■ **Given task**:
Please reproduce the material below verbatim, from its first line through the line containing "[(402, 268)]", both ends included.

■ **Dataset records**:

= = = = =

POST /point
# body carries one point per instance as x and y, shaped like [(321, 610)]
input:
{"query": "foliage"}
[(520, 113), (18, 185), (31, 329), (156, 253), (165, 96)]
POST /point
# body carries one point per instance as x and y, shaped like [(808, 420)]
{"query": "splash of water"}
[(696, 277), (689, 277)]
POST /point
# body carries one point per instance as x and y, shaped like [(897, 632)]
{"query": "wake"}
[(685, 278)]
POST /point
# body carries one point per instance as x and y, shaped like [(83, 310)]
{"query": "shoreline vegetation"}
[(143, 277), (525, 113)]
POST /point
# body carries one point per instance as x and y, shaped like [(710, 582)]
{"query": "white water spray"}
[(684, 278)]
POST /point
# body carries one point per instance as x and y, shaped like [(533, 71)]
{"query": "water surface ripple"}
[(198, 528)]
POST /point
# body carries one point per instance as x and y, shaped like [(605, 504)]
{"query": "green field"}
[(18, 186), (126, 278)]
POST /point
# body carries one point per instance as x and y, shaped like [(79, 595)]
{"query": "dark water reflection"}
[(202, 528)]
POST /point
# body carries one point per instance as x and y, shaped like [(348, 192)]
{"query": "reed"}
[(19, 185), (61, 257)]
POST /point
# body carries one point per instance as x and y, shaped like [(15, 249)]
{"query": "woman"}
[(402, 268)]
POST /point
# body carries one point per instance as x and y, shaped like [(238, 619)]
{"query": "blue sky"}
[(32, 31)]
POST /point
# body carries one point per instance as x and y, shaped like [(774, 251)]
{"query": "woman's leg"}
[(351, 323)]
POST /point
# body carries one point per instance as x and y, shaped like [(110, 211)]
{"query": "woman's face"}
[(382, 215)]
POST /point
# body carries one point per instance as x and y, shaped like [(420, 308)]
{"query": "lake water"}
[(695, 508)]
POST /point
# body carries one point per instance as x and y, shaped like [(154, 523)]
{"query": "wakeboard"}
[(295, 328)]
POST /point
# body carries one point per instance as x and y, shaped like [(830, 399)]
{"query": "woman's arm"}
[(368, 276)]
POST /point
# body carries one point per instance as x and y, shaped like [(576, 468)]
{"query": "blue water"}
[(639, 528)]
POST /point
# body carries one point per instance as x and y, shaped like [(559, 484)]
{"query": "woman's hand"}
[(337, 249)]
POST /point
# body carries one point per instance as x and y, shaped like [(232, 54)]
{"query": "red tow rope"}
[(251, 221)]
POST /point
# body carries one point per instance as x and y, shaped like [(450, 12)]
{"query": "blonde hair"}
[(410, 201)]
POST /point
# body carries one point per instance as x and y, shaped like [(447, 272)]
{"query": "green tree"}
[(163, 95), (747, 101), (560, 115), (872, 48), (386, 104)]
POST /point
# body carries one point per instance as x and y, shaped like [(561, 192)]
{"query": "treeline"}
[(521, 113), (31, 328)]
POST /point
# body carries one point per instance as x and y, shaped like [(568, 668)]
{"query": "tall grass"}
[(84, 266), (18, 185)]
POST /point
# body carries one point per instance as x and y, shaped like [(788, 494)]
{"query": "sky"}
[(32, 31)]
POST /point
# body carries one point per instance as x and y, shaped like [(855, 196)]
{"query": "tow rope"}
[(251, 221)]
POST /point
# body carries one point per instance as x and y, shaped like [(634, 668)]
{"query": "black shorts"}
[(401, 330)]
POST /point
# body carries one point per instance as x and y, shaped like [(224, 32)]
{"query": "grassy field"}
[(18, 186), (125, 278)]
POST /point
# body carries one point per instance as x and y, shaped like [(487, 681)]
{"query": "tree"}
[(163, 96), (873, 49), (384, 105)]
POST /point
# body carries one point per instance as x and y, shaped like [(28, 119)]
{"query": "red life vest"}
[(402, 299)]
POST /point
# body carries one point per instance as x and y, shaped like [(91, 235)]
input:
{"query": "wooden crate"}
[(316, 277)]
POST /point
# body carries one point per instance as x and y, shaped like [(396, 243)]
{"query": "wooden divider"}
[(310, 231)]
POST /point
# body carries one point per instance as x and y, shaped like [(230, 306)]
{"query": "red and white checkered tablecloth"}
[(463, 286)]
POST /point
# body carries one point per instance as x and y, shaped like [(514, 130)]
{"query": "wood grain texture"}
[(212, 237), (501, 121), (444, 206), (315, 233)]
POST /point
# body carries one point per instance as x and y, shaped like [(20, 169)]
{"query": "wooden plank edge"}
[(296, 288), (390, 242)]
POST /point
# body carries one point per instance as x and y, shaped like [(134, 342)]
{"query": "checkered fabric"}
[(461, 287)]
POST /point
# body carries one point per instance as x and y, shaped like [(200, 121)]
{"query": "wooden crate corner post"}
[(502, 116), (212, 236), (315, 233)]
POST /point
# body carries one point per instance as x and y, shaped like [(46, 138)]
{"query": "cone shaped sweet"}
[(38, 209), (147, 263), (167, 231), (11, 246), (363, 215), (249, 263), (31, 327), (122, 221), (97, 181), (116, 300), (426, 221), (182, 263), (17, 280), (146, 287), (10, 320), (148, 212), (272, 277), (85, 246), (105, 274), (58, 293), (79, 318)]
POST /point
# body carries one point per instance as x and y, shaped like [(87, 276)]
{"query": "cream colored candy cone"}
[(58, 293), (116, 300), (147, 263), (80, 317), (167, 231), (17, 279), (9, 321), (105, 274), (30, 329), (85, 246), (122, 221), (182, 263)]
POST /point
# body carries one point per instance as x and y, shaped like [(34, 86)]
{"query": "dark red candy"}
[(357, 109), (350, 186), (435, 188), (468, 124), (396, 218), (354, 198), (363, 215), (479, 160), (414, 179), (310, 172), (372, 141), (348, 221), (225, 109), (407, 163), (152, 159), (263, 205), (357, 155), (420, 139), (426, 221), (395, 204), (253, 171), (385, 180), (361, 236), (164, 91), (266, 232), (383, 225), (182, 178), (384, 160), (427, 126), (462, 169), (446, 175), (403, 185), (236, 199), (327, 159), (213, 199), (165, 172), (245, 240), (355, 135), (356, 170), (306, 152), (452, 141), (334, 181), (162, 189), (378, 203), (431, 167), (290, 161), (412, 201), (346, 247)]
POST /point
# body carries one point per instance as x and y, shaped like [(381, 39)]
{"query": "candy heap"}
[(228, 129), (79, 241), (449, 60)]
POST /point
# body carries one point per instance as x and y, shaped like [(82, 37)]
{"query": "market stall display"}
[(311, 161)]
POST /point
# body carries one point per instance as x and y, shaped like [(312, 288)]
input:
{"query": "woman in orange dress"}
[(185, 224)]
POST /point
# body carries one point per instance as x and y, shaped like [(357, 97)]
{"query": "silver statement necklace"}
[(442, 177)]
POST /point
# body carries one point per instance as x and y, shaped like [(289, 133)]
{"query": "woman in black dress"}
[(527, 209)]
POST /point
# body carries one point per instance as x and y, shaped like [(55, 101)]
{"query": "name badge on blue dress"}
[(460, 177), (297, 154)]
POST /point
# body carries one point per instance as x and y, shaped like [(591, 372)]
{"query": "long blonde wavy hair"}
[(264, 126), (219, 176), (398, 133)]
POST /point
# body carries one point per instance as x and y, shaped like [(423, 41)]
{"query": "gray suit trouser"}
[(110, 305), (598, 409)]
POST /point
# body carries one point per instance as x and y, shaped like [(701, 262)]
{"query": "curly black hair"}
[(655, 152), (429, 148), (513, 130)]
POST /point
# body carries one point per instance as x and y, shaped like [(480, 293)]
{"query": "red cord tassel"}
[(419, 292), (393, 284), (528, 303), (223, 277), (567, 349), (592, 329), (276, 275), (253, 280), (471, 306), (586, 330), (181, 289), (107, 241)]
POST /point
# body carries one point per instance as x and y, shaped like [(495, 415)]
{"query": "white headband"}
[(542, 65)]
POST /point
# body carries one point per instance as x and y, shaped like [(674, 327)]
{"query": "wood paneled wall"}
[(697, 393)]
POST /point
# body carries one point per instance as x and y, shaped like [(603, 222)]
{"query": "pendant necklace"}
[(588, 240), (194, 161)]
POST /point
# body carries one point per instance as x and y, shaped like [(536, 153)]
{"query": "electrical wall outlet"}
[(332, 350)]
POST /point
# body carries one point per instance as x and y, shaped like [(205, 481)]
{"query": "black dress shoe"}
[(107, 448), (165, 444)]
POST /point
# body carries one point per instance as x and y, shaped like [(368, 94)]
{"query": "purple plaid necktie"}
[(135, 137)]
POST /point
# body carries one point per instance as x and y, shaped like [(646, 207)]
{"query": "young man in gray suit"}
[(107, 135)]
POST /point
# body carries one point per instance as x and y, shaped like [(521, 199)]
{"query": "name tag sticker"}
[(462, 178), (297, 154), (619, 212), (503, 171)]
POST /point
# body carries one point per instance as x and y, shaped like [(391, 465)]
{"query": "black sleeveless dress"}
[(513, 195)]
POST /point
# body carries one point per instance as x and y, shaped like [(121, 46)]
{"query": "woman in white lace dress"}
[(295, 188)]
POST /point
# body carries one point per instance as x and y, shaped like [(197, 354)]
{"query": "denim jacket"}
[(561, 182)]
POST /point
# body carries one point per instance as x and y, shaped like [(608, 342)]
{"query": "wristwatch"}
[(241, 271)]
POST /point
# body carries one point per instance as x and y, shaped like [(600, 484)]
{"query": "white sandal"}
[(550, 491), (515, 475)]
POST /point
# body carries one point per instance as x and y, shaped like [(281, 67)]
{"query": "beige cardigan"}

= = = = =

■ **Task answer**:
POST /point
# body carries one point per instance as x and y, shaped like [(321, 610)]
input:
{"query": "foliage"}
[(520, 113), (18, 185), (31, 329), (156, 253), (165, 96)]
POST /point
# body carries one point per instance as x and y, shaped like [(808, 420)]
{"query": "splash of water"}
[(696, 277), (689, 277)]
POST /point
# body carries one point per instance as x and y, shaped like [(897, 632)]
{"query": "wake"}
[(685, 278)]
POST /point
# body carries one point per instance as x and y, shaped like [(83, 310)]
{"query": "shoreline vegetation"}
[(143, 277), (525, 113)]
POST /point
# body carries one point per instance as x and y, shaped like [(710, 582)]
{"query": "white water spray"}
[(684, 278)]
POST /point
# body carries one point per instance as x and y, shaped like [(533, 71)]
{"query": "water surface ripple"}
[(198, 528)]
POST /point
# body carries one point per instance as x and y, shaped like [(605, 504)]
{"query": "green field"}
[(18, 186), (126, 278)]
POST /point
# body carries one point per instance as x and y, shaped like [(79, 595)]
{"query": "dark water reflection"}
[(202, 528)]
POST /point
# body carries one point per instance as x and y, shaped like [(348, 192)]
{"query": "reed"}
[(19, 185), (61, 257)]
POST /point
# body carries one point per instance as x and y, shaped like [(15, 249)]
{"query": "woman"}
[(402, 268)]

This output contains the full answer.